> **İstenen**: Mirabel kardeşleri anlatan metne göre Patria, Katolik lisesini kaç yaşında bırakıp evlenmiştir?
─── Belge Bölümü
15 Aralık 2017 20:34
/
Güncelleme: 21:46

Kelebeklerin mücadelesi sürüyor

Atilla YARDAŞ
Hacettepe Üniversitesi 

25 Kasım 1960’ta Rafael Trujillo diktatörlüğüne karşı mücadele vermekte olan Mirabel kardeşlerin üçü: Patria, Minerva ve Maria Marabel, arabalarından zorla indirilerek tecavüze uğrayıp uçurumdan aşağı atılarak katledildiler. 
Mirabel Kardeşler işçi bir ailenin çocuklarıydı. Patria, 17 yaşında Katolik lisesini bırakıp evlendi. Evlendikten kısa bir süre sonra Trujillo’ya karşı mücadele etmeye başladı. Minerva ise hukuk lisansını bitirdikten sonra eğitimine devam etmek istedi; fakat diktatör Trujillo’nun “romantik” tekliflerini reddetiği için eğitimine devam etmesi engellendi. Yaşça en küçük kardeş olan Maria, matematik lisansını tamamladıktan sonra ablası Minerva’nın siyasi mücadesinden etkilendi ve o da mücadeleye katıldı.
──────
─── Verilen Bilgiler
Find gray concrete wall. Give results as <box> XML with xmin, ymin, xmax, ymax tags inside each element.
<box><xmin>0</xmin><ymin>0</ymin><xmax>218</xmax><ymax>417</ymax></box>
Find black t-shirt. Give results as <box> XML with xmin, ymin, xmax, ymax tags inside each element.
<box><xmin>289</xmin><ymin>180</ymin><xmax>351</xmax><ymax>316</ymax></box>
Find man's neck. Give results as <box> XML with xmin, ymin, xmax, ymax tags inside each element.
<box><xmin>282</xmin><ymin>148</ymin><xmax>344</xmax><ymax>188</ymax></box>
──────
> **Tam Çıktı**: Patria, Katolik lisesini 17 yaşında bırakıp evlenmiştir.